DIRECTIVE.
Rescale the records below from the line containing "In the photograph above, where can the large" through the end of the records, and give those lines again with the requests included. Multiply every point coordinate in the answers by 0.85 and round to whole numbers, with halves rounding up.

SUPPLIED ENTRIES.
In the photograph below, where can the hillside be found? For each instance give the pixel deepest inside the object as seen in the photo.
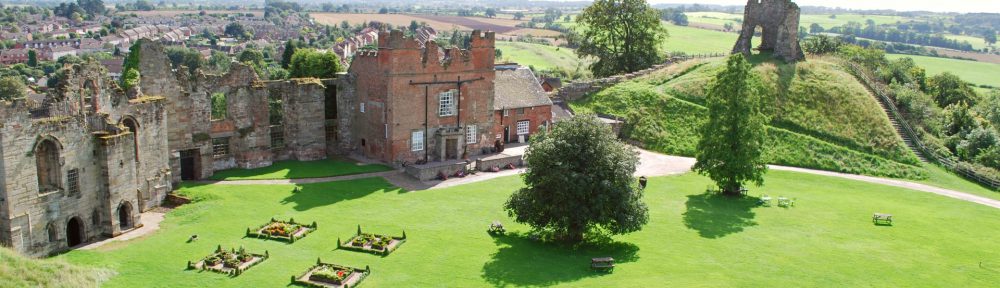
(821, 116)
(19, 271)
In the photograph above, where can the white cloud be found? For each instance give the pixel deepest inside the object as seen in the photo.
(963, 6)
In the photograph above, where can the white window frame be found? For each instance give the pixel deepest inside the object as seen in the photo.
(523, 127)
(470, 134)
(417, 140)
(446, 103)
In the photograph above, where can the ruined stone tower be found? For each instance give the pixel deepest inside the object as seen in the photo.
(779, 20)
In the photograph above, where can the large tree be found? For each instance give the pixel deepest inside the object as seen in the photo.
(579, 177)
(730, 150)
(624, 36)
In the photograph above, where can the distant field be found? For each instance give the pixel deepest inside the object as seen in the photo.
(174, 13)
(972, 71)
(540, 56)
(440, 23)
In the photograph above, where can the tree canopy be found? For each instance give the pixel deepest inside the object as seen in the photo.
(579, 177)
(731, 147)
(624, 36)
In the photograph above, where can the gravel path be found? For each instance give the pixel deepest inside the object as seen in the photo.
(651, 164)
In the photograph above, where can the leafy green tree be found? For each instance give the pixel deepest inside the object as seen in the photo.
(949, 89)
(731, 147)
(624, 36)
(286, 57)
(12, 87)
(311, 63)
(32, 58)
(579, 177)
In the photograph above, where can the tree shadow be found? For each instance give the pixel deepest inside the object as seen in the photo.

RESPONSE TO THIS EXERCISE.
In the photograph above, where can the large tree be found? For each instance give the pixel deepest inside the object as seen in the photo.
(492, 150)
(621, 128)
(530, 31)
In the photograph above, where can the distant field be found? For each instance give the pixel deepest inside the object as seen in the photo.
(148, 11)
(826, 60)
(459, 48)
(374, 20)
In the photograph above, where can the tree canopy be found? For each instance give the pixel deepest inside the object as seen in the photo.
(492, 150)
(621, 125)
(530, 31)
In the photograph above, where can the gravel path be found? For each instance give the pixel deepest inside the object as seen in the photo.
(553, 139)
In the photograph above, where can the leafy green tree be found? For each instance give the pixel deepest inside the object as seen in the photo.
(807, 76)
(621, 125)
(530, 31)
(243, 48)
(10, 74)
(264, 54)
(27, 49)
(492, 150)
In the photograph above, where can the tree shadow be found? For each instance give the pixel deepest inside the object as seen in the photo.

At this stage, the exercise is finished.